Prompt: Could you carry the post about Forth's 359 reserved words on past its last line?

Article:

Both parts of that sentence are false.  There's nothing in Forth to
stop you from changing any of the 359 words.  This in general is not
a good idea, so the first part of the sentence is _close_ to true.

The second part of the sentence is true for most of the 359 words, but
there are special syntactic forms for a few.  These are given in the
Standard as parsing text.  And you have the privilege of making new
syntactic rules for the words you define.  Furthermore the syntactic
rules are not context free.

For instance, the syntaxes for `CONSTANT` and for `CHAR` are different
inside and outside a definition.

Of the 359 words, 133 are required.  These are the ones in the Core
word set.  There are another 46 words in the Core Extension word set.
6 of these (and another elsewhere) are flagged as "obsolescent".

The words in the Core Extension word set are losers.  They are words
that were proposed for the Core word set and didn't make it.

The required words include `<`, `=`, and `>`.  The required words
include `0<` and `0=` but not `0>`.  That's in the Core Extension
word set.  `U<` is required but not `U>`, which is in the Core
Extension word set.

The full system has `D0<` and `D0=`, `D<` and `D=`, but not
`D0>`  or `D>`.  The system has `CHAR+` and `CELL+` but no
`CHAR-` or `CELL-`.  Although the Core Extension has `NIP` and
`TUCK` it doesn't have `-ROT`.  `\`, which is so popular here,
is not required.

`OFF`, `ON`, `<=`, and `>=` were proposed and rejected.

What does this tell me?

It tells me that the world that is making money from Forth doesn't
need these words.

My Forth working set is larger than the Core and Core Extension
word set.  But that's for the work that I do with Forth.  It is
still all compilable from the Standard.  The Forths that I use
all have the top of stack in a register.  Thus `SWAP` is three
machine instructions, `DROP` is two machine instructions, and
`NIP` is one machine instruction.  So I want `NIP` for
compilation and clarity as I see it.

I still build my pet words carefully from the Standard words.
--
Procedamus in pace.    Wil Baden   Costa Mesa, California



Tue, 28 Dec 1999 03:00:00 GMT  
 359 Reserved Words and No Syntax


Quote:
>        359 Reserved Words and No Syntax
>"Standard Forth has 359 reserved words and no syntax but succession."

Collected data:
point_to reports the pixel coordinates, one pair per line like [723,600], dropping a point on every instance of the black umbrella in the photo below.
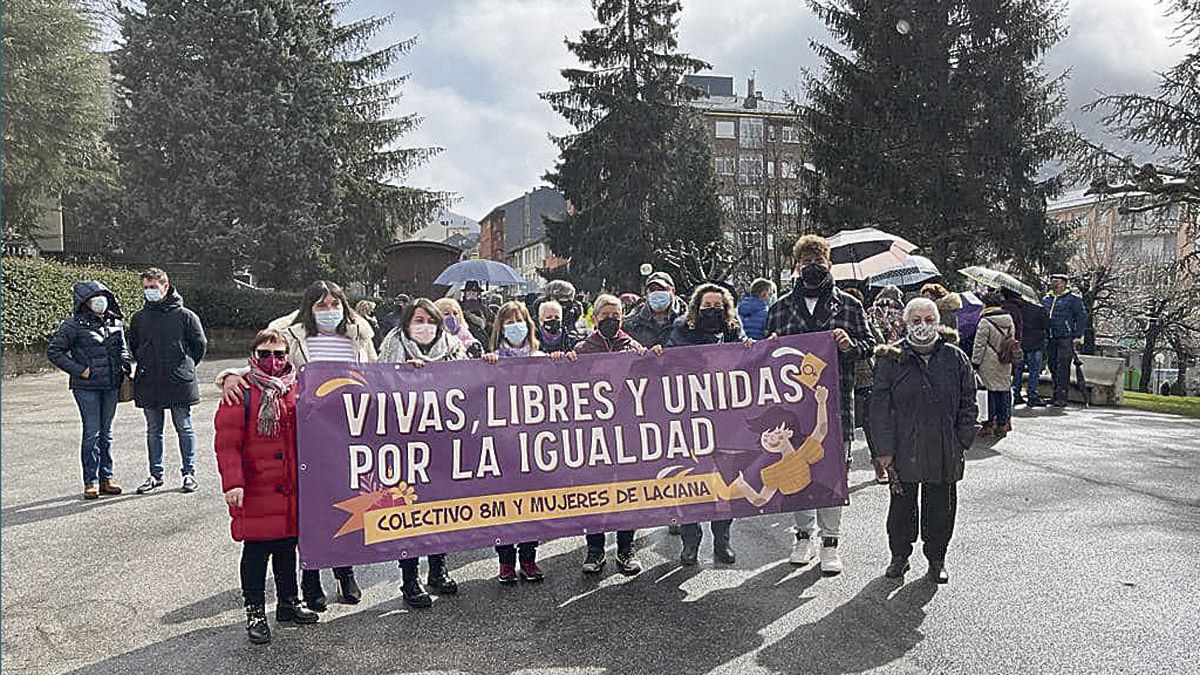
[1080,382]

The reply:
>Both parts of that sentence are false.  There's nothing in Forth to
>stop you from changing any of the 359 words.  This in general is not
>a good idea, so the first part of the sentence is _close_ to true.

I agree with you entirely here, but not for your reasons.

Quote:
>The second part of the sentence is true for most of the 359 words, but
>there are special syntactic forms for a few.  These are given in the
>Standard as parsing text.  And you have the privilege of making new
>syntactic rules for the words you define.  Furthermore the syntactic
>rules are not context free.

There's a minor quibble, of course, on whether those syntactic forms
are part of Forth or part of the words in which they occur.  I would
argue that they are part of the word itself; Forth does nothing
whatsoever to enforce them.

However, having noted that I must concede that the syntax might as
well be part of Forth (although I would dread to teach it that way,
since each word handles it differently).

The syntactic feature which actually seems most noticible to me as
part of Forth proper is numbers.  Numbers, sequence, and delimiters
are the only things which are actually managed by Forth's parser.

Quote:
>For instance, the syntaxes for `CONSTANT` and for `CHAR` are different
>inside and outside a definition.

/* The syntax for printf is different inside a #define -- or is it? */
#define print  printf

I would tend to disagree.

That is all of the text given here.